# START OF INFORMATION PROVIDED

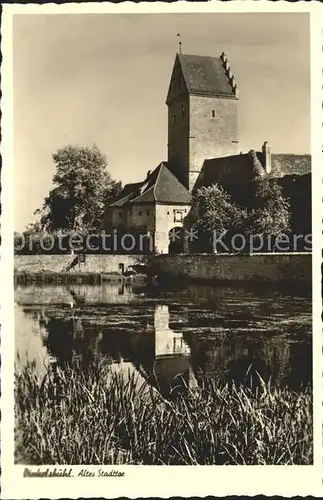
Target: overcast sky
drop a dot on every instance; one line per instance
(103, 79)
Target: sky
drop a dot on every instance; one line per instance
(102, 79)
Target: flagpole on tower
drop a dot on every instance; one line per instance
(179, 43)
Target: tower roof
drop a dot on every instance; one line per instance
(205, 75)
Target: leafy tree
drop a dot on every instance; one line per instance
(270, 212)
(214, 211)
(82, 189)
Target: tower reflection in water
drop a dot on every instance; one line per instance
(157, 352)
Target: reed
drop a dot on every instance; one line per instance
(94, 415)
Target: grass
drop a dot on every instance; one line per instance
(98, 416)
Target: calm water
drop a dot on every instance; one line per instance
(163, 334)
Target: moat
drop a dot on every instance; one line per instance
(169, 334)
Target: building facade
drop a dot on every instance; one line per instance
(203, 149)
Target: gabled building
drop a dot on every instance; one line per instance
(203, 149)
(154, 206)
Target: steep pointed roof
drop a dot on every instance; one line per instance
(204, 75)
(160, 186)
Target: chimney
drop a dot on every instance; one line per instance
(267, 155)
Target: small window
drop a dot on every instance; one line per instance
(178, 216)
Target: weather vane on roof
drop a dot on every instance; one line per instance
(179, 43)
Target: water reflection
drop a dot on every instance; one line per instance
(172, 342)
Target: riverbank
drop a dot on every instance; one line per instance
(94, 415)
(66, 278)
(263, 268)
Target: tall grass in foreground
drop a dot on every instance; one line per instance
(100, 417)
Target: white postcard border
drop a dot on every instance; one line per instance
(161, 481)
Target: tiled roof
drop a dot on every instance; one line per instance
(203, 75)
(238, 168)
(160, 186)
(289, 164)
(231, 169)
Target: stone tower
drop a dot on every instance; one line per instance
(202, 114)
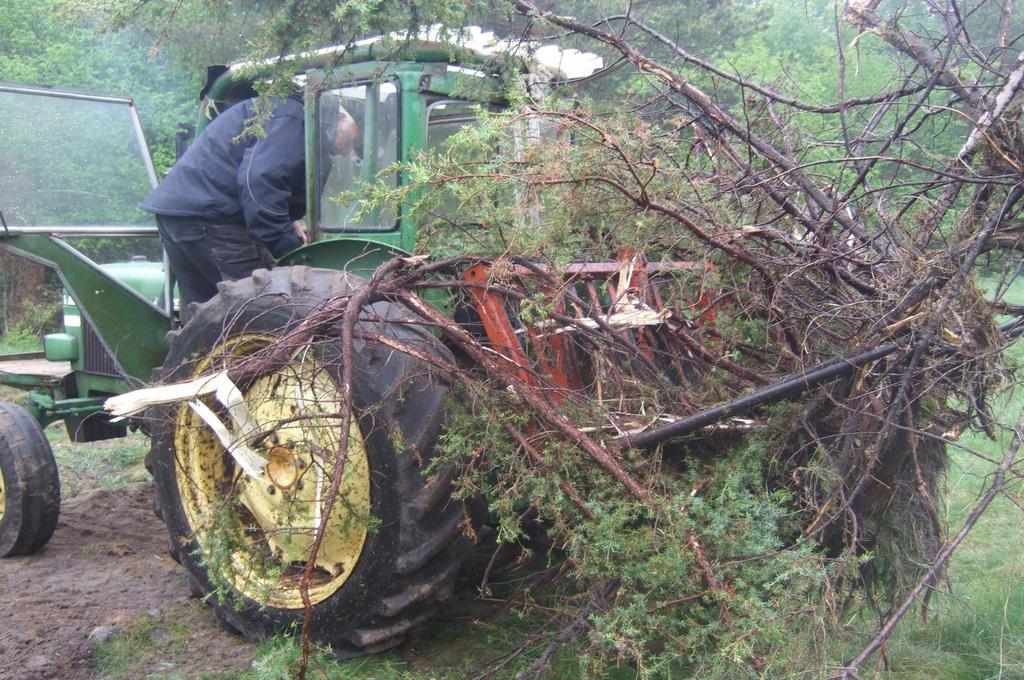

# END OF INFORMATION PROVIDED

- [WRITTEN PROBLEM]
Please rewrite the entries from the line with "Target: riverbank" through the end of the entries, requests included, scaling every point coordinate in the answers by 0.75 and rounding to whole numbers with halves rounded up. Leave the pictures out of your answer.

- [TASK RESULT]
Target: riverbank
drop a dot on every instance; one line per instance
(71, 311)
(50, 209)
(197, 201)
Target: tall grass in foreground
drop a dot on every instance; one line per instance
(75, 313)
Target: white postcard border
drop a dot on every instance; one line per instance
(121, 361)
Target: tiled roof
drop a dot on every instance; one line per instance
(152, 56)
(179, 126)
(120, 140)
(217, 123)
(173, 127)
Target: stone tower
drop a dot on every instance; one line per instance
(152, 86)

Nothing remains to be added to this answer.